Excerpted passage:
# Cutest Bandana & Haircut Ever



## DiDi (Apr 12, 2005)

It's been over 2 years since I posted. Mushu is almost 6 years old and still looks like the puppy he was the day he came home! Check out his cute haircut!


----------



## missiek (Jan 2, 2010)

Oh what a sweetie!!! I don't think we have had the pleasure of "meeting". My name is Kelly and I think your little Mushu looks so sweet in that bandana!! (I love his big brown eyes!!)


----------



## Nicola (Jan 5, 2011)

Aww, he is so adorable!!!


----------



## poptart (Mar 10, 2008)

Beautiful, soulful eyes...he's precious !

Hugs, Blanche


----------



## LJSquishy (Feb 27, 2008)

Welcome back to SM, I don't think I've seen you around before.

Dataset section:
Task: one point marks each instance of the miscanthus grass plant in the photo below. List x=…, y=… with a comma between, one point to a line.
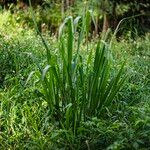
x=77, y=85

What you are asked to do:
Write the next part of the forum thread about Mushu's bandana and haircut, picking up after its last reply.

Expected answer:
Mushu is very cute in his new haircut, his skinny little legs and all!


----------



## Katkoota (Feb 18, 2006)

awwwwwwh :wub: what a cutie pie! thanks for checking in with an updated picture


----------



## Peace23 (Nov 5, 2010)

Love the shot and his big brown eyes are irresistible!


----------



## uniquelovdolce (Mar 10, 2010)

well nice to meet u , i dont have a year yet but looking forwrd to heaing all bout u n ur fluff , love his haircut! n his little bandana ! what a cutie!


----------



## Dora's Mom (Nov 7, 2009)

What a cute pic! And I love the name Mushu.


----------



## heartmadeforyou (May 16, 2009)

Welcome back and thanks for sharing Mushu's sweet picture.


----------



## jodublin (Sep 27, 2006)

Welcome back ..lovely photo.


----------



## LitGal (May 15, 2007)

What a great photo! I love those big gorgeous eyes. I love how Malts always seem to look puppy-ish.


----------



## Katkoota (Feb 18, 2006)

LitGal said:


> I love how Malts always seem to look puppy-ish.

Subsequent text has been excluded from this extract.